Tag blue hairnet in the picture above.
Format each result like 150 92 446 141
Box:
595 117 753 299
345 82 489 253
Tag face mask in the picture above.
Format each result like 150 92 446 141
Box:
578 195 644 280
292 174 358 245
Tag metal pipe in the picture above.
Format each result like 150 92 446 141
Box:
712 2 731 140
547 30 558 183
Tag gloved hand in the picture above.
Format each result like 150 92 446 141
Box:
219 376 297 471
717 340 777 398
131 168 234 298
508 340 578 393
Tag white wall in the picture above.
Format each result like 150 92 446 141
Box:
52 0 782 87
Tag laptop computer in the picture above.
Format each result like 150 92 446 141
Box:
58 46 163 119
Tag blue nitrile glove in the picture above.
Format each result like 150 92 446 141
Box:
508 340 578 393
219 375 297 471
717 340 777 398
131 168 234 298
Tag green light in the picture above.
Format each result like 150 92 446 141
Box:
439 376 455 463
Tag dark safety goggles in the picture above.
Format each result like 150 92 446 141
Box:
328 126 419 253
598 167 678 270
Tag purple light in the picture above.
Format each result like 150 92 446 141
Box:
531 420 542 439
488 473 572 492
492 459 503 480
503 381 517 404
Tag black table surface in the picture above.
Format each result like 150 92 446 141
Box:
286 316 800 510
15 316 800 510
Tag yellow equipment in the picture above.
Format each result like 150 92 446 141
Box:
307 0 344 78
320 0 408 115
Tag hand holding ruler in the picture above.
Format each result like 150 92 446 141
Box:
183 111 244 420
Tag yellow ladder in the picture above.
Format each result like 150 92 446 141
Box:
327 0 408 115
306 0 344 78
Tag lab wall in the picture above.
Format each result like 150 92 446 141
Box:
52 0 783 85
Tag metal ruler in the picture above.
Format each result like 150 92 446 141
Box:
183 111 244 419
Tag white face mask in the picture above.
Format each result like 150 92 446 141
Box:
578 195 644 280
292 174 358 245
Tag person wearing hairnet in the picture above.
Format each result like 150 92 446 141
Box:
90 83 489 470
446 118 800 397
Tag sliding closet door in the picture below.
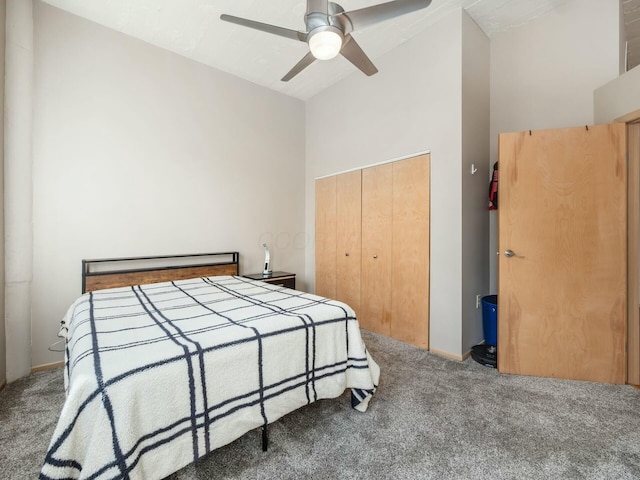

◇ ◇ ◇

Reproduce the data above verbatim, beginning with its very first line and ending after the line that contains "15 316 800 510".

• _Response to the task_:
Tag blue hairnet in the picture above.
Format each result like 150 92 446 141
Box:
595 117 753 299
345 82 489 253
Tag face mask in the picture above.
Format each result like 150 92 446 141
Box:
578 195 644 280
292 174 358 245
Tag metal pipe in the picture above.
Format each result like 150 92 446 141
Box:
712 2 731 140
547 30 558 183
Tag gloved hand in the picture above.
Format each result like 150 92 446 141
Box:
219 376 297 471
717 340 777 398
131 168 234 298
508 340 578 393
Tag white wall in the picture above.
Format each result like 150 92 446 141
Box:
52 0 782 87
Tag laptop computer in the picture above.
Format each result like 150 92 446 141
Box:
58 46 163 119
Tag blue nitrile glove in the picture above.
Format each result like 150 92 446 141
Box:
508 340 578 393
219 375 297 471
717 340 777 398
131 168 234 298
Tag green light in the picture above.
Format each result like 150 92 446 141
Box:
439 376 455 463
Tag dark safety goggles in the picture above.
Format each result like 150 92 446 141
Box:
328 126 419 253
598 167 678 270
Tag purple light in the picture above.
Format each result like 150 92 446 141
Box:
531 420 542 439
488 473 572 492
492 459 503 480
503 381 517 404
Tag black table surface in the picture above.
Format each result like 150 92 446 141
Box:
286 316 800 510
15 316 800 510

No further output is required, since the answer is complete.